■ PROVIDED TEXT
>> BEGIN
If Docker is not available, you may need to install Docker Desktop or start the Docker daemon.

postgres_test_harness

The postgres_test_harness context manager (found in mc_postgres_db.testing.utilities) creates a temporary PostgreSQL database using Docker, initializes all ORM models, and updates the Prefect secret that stores the database URL. This ensures that all Prefect tasks which retrieve the database engine (both sync and async) will use this temporary PostgreSQL database during your tests, without requiring any patching or changes to task code.

Key benefits:

• No need to change or mock every Prefect flow or task that uses the database engine.
• All Prefect tasks that call get_engine (sync or async) will automatically use the temporary PostgreSQL database.
• The database is created fresh for each test session or function (depending on fixture scope), ensuring isolation and repeatability.
• Uses ephemeral storage (no volume mounting) for complete isolation between test runs.
• Comprehensive safety checks to prevent accidental connection to production databases.
• At the end of the test, the Docker container and all tables are cleaned up.

Safety Features:

• Validates that the database connection is to localhost only
• Ensures the database uses test credentials (testuser/testpass/testdb)
• Checks database size to prevent accidental connection to production databases
• Verifies Docker container environment variables match expected test configuration

Configuration:

• PostgreSQL version can be controlled via the POSTGRES_VERSION environment variable (defaults to latest)
• Test database uses ephemeral storage for complete isolation
• Automatic port selection to avoid conflicts

Usage with Pytest

You can use the harness as a fixture in your tests. For example:

import pytest
from mc_postgres_db.testing.utilities import postgres_test_harness

@pytest.fixture(scope="function", autouse=True)
>> END
Segmentation dataset excerpts
>> BEGIN
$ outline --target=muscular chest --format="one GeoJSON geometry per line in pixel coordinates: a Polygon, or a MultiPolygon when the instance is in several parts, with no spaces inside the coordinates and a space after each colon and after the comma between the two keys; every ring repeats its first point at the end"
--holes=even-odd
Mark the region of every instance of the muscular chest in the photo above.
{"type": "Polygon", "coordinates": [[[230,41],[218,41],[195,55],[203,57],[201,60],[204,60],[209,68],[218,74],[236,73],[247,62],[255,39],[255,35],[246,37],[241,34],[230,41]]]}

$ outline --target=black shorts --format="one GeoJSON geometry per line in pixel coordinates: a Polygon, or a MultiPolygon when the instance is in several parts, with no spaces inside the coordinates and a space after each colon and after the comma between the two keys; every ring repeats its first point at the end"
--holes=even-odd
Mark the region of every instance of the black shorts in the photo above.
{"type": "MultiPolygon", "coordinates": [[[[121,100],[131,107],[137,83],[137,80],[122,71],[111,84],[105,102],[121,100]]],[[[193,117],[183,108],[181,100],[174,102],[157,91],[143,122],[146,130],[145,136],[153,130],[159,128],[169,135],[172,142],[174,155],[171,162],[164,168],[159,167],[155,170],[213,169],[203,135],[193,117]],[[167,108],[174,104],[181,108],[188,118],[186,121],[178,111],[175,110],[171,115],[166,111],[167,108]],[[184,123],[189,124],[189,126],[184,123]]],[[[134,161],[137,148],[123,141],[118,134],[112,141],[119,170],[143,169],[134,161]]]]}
>> END
■ CHALLENGE 1
Reproduce verbatim the portion of the text on the PostgreSQL test harness that opens with the words containing "If Docker is" and closes with "temporary PostgreSQL database.".
■ CHALLENGE 2
In the records, rewrite the part that opens with the line containing "outline --target=black shorts" and closes with the line containing "Mark the region of every instance of the black", switching "black shorts" to "gray shorts" and leaving everything else unchanged. Give only those lines.

■ FINAL ANSWER 1
If Docker is not available, you may need to install Docker Desktop or start the Docker daemon.

postgres_test_harness

The postgres_test_harness context manager (found in mc_postgres_db.testing.utilities) creates a temporary PostgreSQL database using Docker, initializes all ORM models, and updates the Prefect secret that stores the database URL. This ensures that all Prefect tasks which retrieve the database engine (both sync and async) will use this temporary PostgreSQL database during your tests, without requiring any patching or changes to task code.

Key benefits:

• No need to change or mock every Prefect flow or task that uses the database engine.
• All Prefect tasks that call get_engine (sync or async) will automatically use the temporary PostgreSQL database.

■ FINAL ANSWER 2
$ outline --target=gray shorts --format="one GeoJSON geometry per line in pixel coordinates: a Polygon, or a MultiPolygon when the instance is in several parts, with no spaces inside the coordinates and a space after each colon and after the comma between the two keys; every ring repeats its first point at the end"
--holes=even-odd
Mark the region of every instance of the gray shorts in the photo above.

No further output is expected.